(Collected data)
☆ ☆ ☆ ☆ ☆ ☆ ☆

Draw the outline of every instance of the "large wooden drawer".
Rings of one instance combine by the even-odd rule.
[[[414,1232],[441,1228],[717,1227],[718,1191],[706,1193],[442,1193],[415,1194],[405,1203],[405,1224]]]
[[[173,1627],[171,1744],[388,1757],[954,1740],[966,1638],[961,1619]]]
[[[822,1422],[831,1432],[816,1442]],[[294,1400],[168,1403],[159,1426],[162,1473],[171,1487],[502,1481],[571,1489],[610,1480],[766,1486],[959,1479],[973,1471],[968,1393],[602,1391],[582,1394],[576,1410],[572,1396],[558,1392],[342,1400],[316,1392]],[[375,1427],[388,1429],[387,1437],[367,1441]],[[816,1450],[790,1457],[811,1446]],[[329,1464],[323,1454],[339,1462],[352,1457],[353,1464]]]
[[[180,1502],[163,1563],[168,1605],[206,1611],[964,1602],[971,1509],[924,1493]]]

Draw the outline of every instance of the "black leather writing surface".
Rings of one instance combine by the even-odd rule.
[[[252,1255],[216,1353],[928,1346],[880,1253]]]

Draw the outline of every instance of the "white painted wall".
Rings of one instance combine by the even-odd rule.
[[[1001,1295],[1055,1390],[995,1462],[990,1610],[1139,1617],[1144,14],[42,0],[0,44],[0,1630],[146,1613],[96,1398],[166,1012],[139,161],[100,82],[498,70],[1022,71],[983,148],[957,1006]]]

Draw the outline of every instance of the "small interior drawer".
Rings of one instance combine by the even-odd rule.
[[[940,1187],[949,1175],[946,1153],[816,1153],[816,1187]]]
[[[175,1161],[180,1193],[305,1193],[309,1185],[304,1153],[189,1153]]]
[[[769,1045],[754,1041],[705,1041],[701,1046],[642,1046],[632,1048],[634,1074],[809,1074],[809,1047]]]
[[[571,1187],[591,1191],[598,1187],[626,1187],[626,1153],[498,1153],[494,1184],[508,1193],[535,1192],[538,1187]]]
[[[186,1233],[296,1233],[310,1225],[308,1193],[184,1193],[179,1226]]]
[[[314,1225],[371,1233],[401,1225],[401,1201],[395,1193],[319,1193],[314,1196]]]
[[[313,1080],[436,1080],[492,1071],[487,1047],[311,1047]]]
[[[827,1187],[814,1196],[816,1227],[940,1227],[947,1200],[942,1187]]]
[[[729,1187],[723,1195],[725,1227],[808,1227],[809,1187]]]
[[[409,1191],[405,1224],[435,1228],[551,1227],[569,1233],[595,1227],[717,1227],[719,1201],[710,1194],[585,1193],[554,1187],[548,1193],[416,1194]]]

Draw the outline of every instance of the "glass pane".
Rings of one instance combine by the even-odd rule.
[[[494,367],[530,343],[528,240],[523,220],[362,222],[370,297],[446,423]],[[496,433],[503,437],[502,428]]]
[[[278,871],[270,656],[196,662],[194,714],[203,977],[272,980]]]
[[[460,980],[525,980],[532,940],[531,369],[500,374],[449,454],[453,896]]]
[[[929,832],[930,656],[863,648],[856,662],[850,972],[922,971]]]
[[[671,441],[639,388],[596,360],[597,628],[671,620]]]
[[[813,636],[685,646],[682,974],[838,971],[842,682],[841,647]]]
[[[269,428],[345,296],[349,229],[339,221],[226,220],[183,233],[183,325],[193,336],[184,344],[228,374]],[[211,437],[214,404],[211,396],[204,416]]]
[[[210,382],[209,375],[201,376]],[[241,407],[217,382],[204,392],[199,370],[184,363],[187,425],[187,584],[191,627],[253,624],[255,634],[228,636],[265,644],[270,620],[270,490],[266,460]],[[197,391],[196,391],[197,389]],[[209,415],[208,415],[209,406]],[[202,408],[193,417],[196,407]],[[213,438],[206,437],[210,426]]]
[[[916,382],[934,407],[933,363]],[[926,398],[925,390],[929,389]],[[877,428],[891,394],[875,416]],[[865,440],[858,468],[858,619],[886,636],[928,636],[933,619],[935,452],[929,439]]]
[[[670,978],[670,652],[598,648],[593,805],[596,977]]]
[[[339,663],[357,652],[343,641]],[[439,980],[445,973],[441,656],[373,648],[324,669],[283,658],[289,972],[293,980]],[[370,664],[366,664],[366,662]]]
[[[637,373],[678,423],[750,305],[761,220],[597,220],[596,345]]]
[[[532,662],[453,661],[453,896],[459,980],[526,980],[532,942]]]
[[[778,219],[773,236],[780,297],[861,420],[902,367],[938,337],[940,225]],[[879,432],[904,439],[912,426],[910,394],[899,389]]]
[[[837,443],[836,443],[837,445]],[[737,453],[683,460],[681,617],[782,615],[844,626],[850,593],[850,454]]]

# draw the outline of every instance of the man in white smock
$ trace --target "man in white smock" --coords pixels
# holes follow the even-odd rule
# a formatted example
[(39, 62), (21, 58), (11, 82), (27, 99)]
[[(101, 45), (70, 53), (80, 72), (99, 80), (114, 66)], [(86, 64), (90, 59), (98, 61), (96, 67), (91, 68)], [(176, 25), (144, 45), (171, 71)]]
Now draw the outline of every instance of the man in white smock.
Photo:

☆ ☆ ☆ ☆ ☆ ☆ ☆

Instructions to follow
Please transcribe the records in full, keeping every word as it is.

Solved exercise
Draw the outline of every instance of the "large wooden drawer".
Rings of one instance combine by the even-odd rule.
[[[414,1232],[441,1228],[717,1227],[718,1191],[706,1193],[442,1193],[415,1194],[405,1203],[405,1224]]]
[[[173,1627],[171,1744],[388,1757],[954,1740],[966,1638],[961,1619]]]
[[[822,1422],[831,1432],[816,1442]],[[294,1400],[168,1403],[159,1426],[162,1473],[171,1487],[502,1481],[571,1489],[610,1480],[766,1486],[959,1479],[973,1471],[968,1393],[602,1391],[582,1394],[576,1410],[572,1396],[558,1392],[342,1400],[316,1392]],[[375,1427],[388,1429],[387,1437],[367,1441]],[[816,1450],[790,1457],[811,1446]],[[329,1464],[323,1454],[339,1462],[352,1457],[353,1464]]]
[[[180,1502],[163,1563],[168,1605],[206,1611],[964,1602],[971,1509],[924,1493]]]

Draw the outline of every instance of the "black leather writing surface".
Rings of one instance combine by the even-odd rule.
[[[252,1255],[216,1353],[928,1346],[880,1253]]]

Draw the outline of every instance of the "white painted wall".
Rings of one instance combine by the even-odd rule.
[[[1001,1295],[1055,1390],[995,1462],[990,1610],[1139,1617],[1144,14],[42,0],[0,44],[0,1630],[146,1613],[96,1398],[166,1012],[139,161],[100,82],[498,70],[1022,71],[983,148],[957,1006]]]

Draw the outline of every instance of the "small interior drawer".
Rings of one instance combine by the even-odd rule.
[[[940,1187],[949,1175],[946,1153],[816,1153],[816,1187]]]
[[[175,1161],[180,1193],[305,1193],[309,1185],[304,1153],[189,1153]]]
[[[769,1045],[754,1041],[705,1041],[701,1046],[642,1046],[632,1048],[634,1074],[809,1074],[809,1047]]]
[[[571,1187],[591,1191],[598,1187],[626,1187],[626,1153],[498,1153],[494,1184],[508,1193],[535,1192],[538,1187]]]
[[[186,1233],[296,1233],[310,1225],[308,1193],[184,1193],[179,1226]]]
[[[314,1225],[371,1233],[401,1225],[401,1201],[395,1193],[319,1193],[314,1196]]]
[[[313,1080],[436,1080],[492,1071],[487,1047],[311,1047]]]
[[[827,1187],[814,1196],[816,1227],[940,1227],[947,1200],[942,1187]]]
[[[729,1187],[723,1195],[725,1227],[808,1227],[809,1187]]]
[[[409,1191],[405,1224],[435,1228],[551,1227],[569,1233],[595,1227],[717,1227],[719,1201],[710,1194],[585,1193],[554,1187],[548,1193],[416,1194]]]

Draw the outline of every instance of the "glass pane".
Rings of one instance combine by the even-odd rule.
[[[494,367],[530,343],[528,240],[523,220],[362,222],[370,297],[446,423]],[[496,433],[503,437],[502,428]]]
[[[278,871],[270,656],[196,662],[194,714],[203,977],[272,980]]]
[[[460,980],[525,980],[532,940],[531,369],[500,374],[449,454],[453,896]]]
[[[929,832],[930,656],[863,648],[856,662],[850,972],[922,971]]]
[[[671,441],[639,388],[596,360],[597,628],[671,620]]]
[[[813,636],[685,646],[682,974],[838,971],[842,682],[841,647]]]
[[[269,428],[345,296],[349,229],[339,221],[226,220],[183,233],[183,325],[193,336],[184,344],[228,374]],[[211,437],[214,404],[211,396],[204,416]]]
[[[210,382],[209,375],[201,376]],[[241,407],[217,382],[204,392],[199,370],[184,363],[187,425],[187,584],[191,627],[253,624],[255,634],[228,636],[265,644],[270,620],[270,490],[266,460]],[[197,391],[196,391],[197,389]],[[209,415],[208,415],[209,406]],[[202,408],[193,417],[196,407]],[[213,438],[206,437],[210,426]]]
[[[916,382],[934,407],[933,363]],[[926,398],[925,390],[929,389]],[[877,428],[891,394],[875,416]],[[865,440],[858,468],[858,619],[886,636],[928,636],[933,619],[935,452],[929,439]]]
[[[670,978],[670,652],[598,648],[593,805],[596,977]]]
[[[339,663],[357,652],[343,641]],[[439,980],[445,973],[441,656],[373,648],[324,669],[283,658],[289,972],[293,980]],[[370,664],[366,664],[366,662]]]
[[[637,373],[678,423],[750,305],[761,220],[597,220],[596,345]]]
[[[532,662],[453,661],[453,896],[459,980],[526,980],[532,942]]]
[[[778,219],[773,236],[780,297],[861,420],[902,367],[938,337],[940,225]],[[879,432],[904,439],[912,426],[910,394],[899,389]]]
[[[837,443],[836,443],[837,445]],[[737,453],[683,460],[681,617],[782,615],[844,626],[850,593],[850,454]]]

# draw the outline of every instance of the man in white smock
$ trace --target "man in white smock" --coords pixels
# holes follow the even-odd rule
# a formatted example
[(39, 62), (21, 58), (11, 82), (27, 99)]
[[(101, 45), (70, 53), (80, 72), (99, 80), (114, 66)], [(86, 64), (90, 59), (98, 61), (96, 67), (91, 68)], [(176, 25), (144, 45), (171, 71)]]
Now draw the outline of every instance of the man in white smock.
Photo:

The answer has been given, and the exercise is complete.